Bloco de texto:
##########

O extenso artigo que escreveu sobre Você Vive além da Morte, a obra de Harold Sherman, ocupa oito colunas do Reformador, em espaço 1! Nelas, papai analisou o livro de Sherman em seus mínimos detalhes, já demonstrando seu poder de “conversar com o leitor”, e no seu português sempre escorreito. Assim, de 1958 em diante, Dr. Wantuil o convidou para escrever uma coluna mensal que intitularam "Lendo e Comentando", o que papai fez durante 22 anos, até 1980. Porém, com o passar dos anos, e com o acervo de conhecimentos, pesquisas e leituras que adquirira, facilitado pela sua fluência em pelo menos quatro idiomas, papai não ficou restrito a uma coluna. Por vezes, em uma única edição do Reformador, ele escrevia mais dois ou três outros artigos sob pseudônimos diferentes, tais como João, João Marcus, C. Miranda e outros. Os leitores me perguntariam por quê. Sua preocupação era não ferir de forma alguma sua mãe, Helena, católica fervorosa, praticante, se soubesse que seu filho se ‘voltara’ para o Espiritismo. Isso o preocupava.
Papai encerrou sua participação como colunista da FEB em 1980, após 22 anos à frente de Lendo e Comentando.
CHRONOS 3: Maio de 1959
Em maio de 1959, papai foi alegremente surpreendido por outro telefonema de seu amigo, Dr. Wantuil, que acabara de “bater um longo papo com mamãe, como sempre” ... Por vezes, até eu tinha este prazer, ao atender o telefone e ouvir a voz grave e forte do amigo já querido pela família toda.
“Ele me ligou eufórico para dizer que um artigo do Reformador fora publicado no exterior, em inglês”, escreve papai nas suas anotações. “Ele fez algum suspense e acabou dizendo que era um texto meu intitulado ‘Judas Redimido’, no qual eu usei o pseudônimo de H.C.M.” Este artigo foi publicado no Reformador, Ano 77, no 3, pags. 5 e 6. Por intermédio de um grande amigo de papai e meu, soube que papai contou que, ao se tornar escritor espírita, começou a ler tudo que podia. Assim, ao ler uma revista publicada na Inglaterra intitulada Two Worlds, editada por Maurice Barbanell, tornou-se ávido leitor e amigo de Barbanell, com quem passou a se corresponder. O Sr. Barbanell era editor de outra revista chamada Psychic News, de muita projeção e concorrente da Two Worlds. Em 1960, as duas revistas se fundiram e Barbanell se tornou diretor das duas publicações. Papai se tornou ainda maior admirador do Sr. Barbanell, ao sabê-lo médium, cujo guia espiritual era um índio norte-americano chamado Silver Birch. De qualquer forma, papai passou o artigo do Judas para o inglês e o enviou para o Sr. Barbanell, que o publicou imediatamente na Two Worlds. Papai passou a escrever com certa assiduidade para a Two Worlds até, o que temos conhecimento, o falecimento do Sr. Barbanell, em 1981. “Judas Redimido”, entretanto, foi o primeiro artigo escrito em inglês por papai e publicado na Two Worlds.

##########

Conteúdo dos dados:
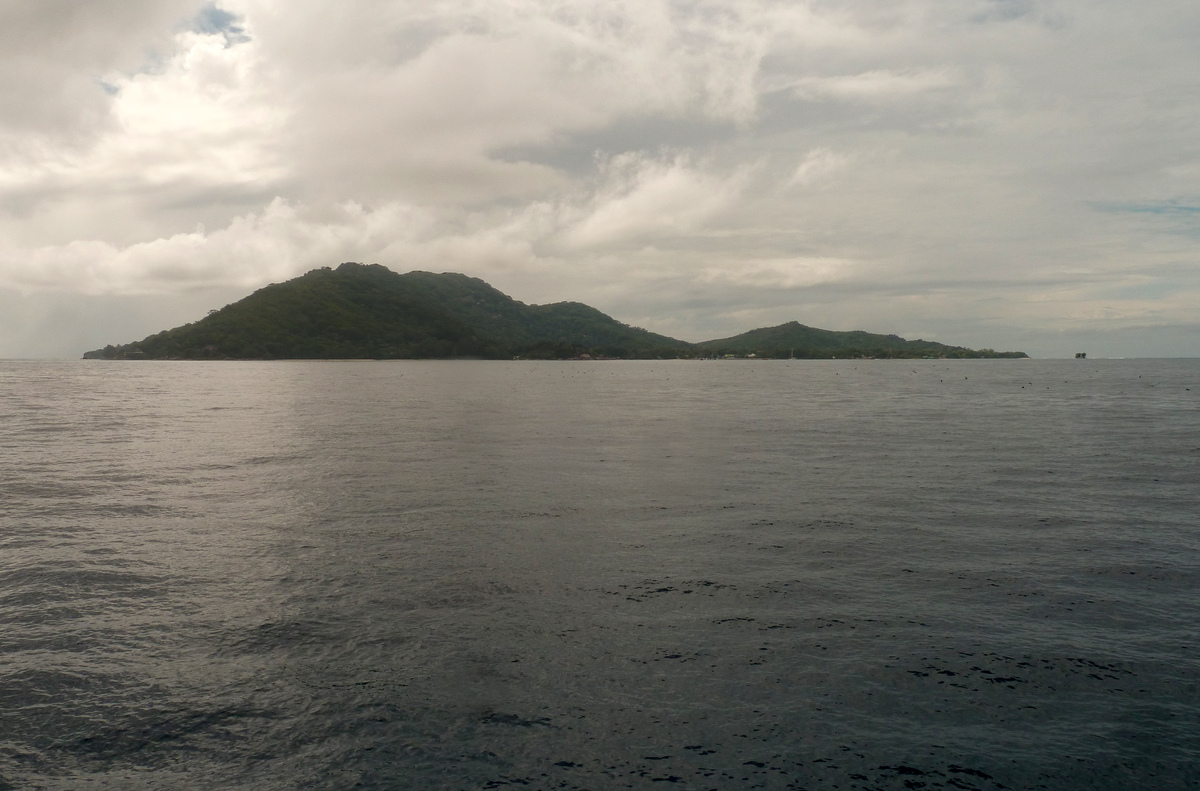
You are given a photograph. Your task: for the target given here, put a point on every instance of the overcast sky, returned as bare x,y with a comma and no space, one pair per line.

##########

Transcreva sem mudar nada, do texto acima sobre o Reformador, o trecho que vai de "Papai encerrou sua" até "pela família toda.".

Papai encerrou sua participação como colunista da FEB em 1980, após 22 anos à frente de Lendo e Comentando.
CHRONOS 3: Maio de 1959
Em maio de 1959, papai foi alegremente surpreendido por outro telefonema de seu amigo, Dr. Wantuil, que acabara de “bater um longo papo com mamãe, como sempre” ... Por vezes, até eu tinha este prazer, ao atender o telefone e ouvir a voz grave e forte do amigo já querido pela família toda.